(EXCERPTED TEXT):

Needing to wake particularly early one morning this week I had a predictably restless nights sleep. Having woken at both midnight and again at three I then embarked upon a vivid dream which began with a previous client of mine writing a phone number on my leg and which culminated in me finding myself in some sort of adventure park very high up on a wooden construction with either a wafer thin bar to walk across or an immense ladder to climb down using rungs which were a frighteningly wide distance apart. The middle of the night, the middle of the story, I might hurt myself, terrifying.
Later this week I received a rare gift, the opportunity to catch up with a client from the past and an update on the story I shared for a while. It is not often that someone will take the time to write and let me know what’s happening, and why should they? Part of the value of therapy is the opportunity to talk with someone who plays no other or continuing role in your life. The liberation we can experience knowing that the relationship is contained within four walls and is unable to morph into anything unknown or unwanted is hard to describe and impossible to replicate. Although her tale is far from ended I felt great delight at hearing about her progress and I was left with a sense of stillness, however temporary, despite a context of grief, loss and hurt. When we reach a point of pause, a comma, a place from which we are able to reflect and look back at the distance traveled, pain and hurt find a space we are unable to give them when we are in the midst of the narrative.
Later that day a client is telling me about a trauma, a shock, a surprise of such jolting magnitude that her distress is palpable in both her physiology and in the way it seems to thicken the air in the room. She is at the beginning of a story and, despite her desperation to know how everything will turn out, is completely unable to turn each page more quickly than it is written, and it is written more slowly than seems bearable. I am struck by the juxtaposition of client and therapist in moments like these. I stand at one end of the path sometimes, when I can find one, holding a light but often simply waiting. I cannot go and find her because I know the territory no better than she does and there is no sense in us both being lost in the woods. But I know that she can find a way through, and that I can stand there as long as I am required. Patience is in shortest supply when we are most in need of it, and we need it most when we hurt, right in the middle of the story.
If we are honest with ourselves the most acute emotional hurt comes from reflecting on what has past and all that we could have done to change it, and all that is to come, frantically trying to shape it into something good. We may feel hurt most often in the middle of the story but it comes from where we are looking and not from where we stand. The only point of stillness is in the eye of the storm.
When things go badly for us the tendency is to focus on what we believe the impact might have been or might be in the future. A neglected child is often held in the fury and sadness of what has passed even when they are grown up and no more in the thrall of the abuser. Controlling and domineering parents can still appear to have control even long after they are dead. When someone dies or a relationship breaks the pain is supercharged not by focusing on the loss in that moment but of projecting forward into a life that we have not yet lived but can vividly imagine having to endure without that person by our side. All of these are significant and difficult experiences to survive, but we so often do, so how do we manage it? We do it by separating what is real today from what was real yesterday. We do it by dealing with what happens now instead of what might happen next. We do it by putting one foot in front of the other until, without warning, we find that we are somewhere else. In the words of Calvin & Hobbes, “It’s funny how day by day, nothing changes. But when you look back everything is different”
In the dream I elect to take the ludicrous ladder. Much to my surprise, even in a dream, I manage to navigate the disparate rungs with a lightness I don’t recognise in myself. Back on solid ground I stir and, even in a sleepy stupor, it strikes me that faced with my dream decision in real life I would have likely agonised over what falling might feel like and whether I’d survive while glued to the spot hoping that something might change. By sticking with the only thing I could control in that moment, I got through it. It might only be a dream, but still.

(INFORMATION):
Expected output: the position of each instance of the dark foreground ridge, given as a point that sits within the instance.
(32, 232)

--

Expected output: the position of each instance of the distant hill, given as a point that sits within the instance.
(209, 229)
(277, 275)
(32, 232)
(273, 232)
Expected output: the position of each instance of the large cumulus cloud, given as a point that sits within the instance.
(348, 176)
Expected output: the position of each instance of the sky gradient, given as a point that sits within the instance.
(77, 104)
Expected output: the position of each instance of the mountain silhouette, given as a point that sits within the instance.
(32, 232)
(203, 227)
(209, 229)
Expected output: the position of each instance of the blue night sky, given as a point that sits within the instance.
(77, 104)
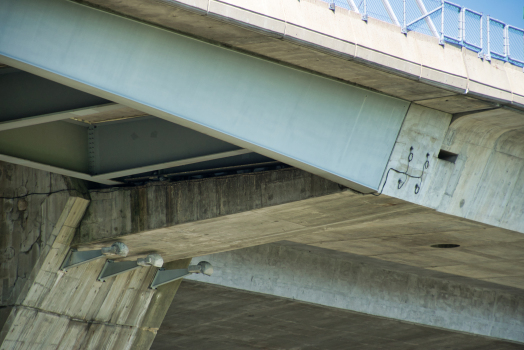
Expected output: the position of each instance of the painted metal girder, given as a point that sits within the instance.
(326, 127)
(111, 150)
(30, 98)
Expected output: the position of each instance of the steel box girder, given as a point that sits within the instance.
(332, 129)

(WHAT TO WORK ON): Reproduce the essay on therapy word for word from "Needing to wake" to "hurt myself, terrifying.". The entries have nothing to do with the essay on therapy.

(EXPECTED ANSWER):
Needing to wake particularly early one morning this week I had a predictably restless nights sleep. Having woken at both midnight and again at three I then embarked upon a vivid dream which began with a previous client of mine writing a phone number on my leg and which culminated in me finding myself in some sort of adventure park very high up on a wooden construction with either a wafer thin bar to walk across or an immense ladder to climb down using rungs which were a frighteningly wide distance apart. The middle of the night, the middle of the story, I might hurt myself, terrifying.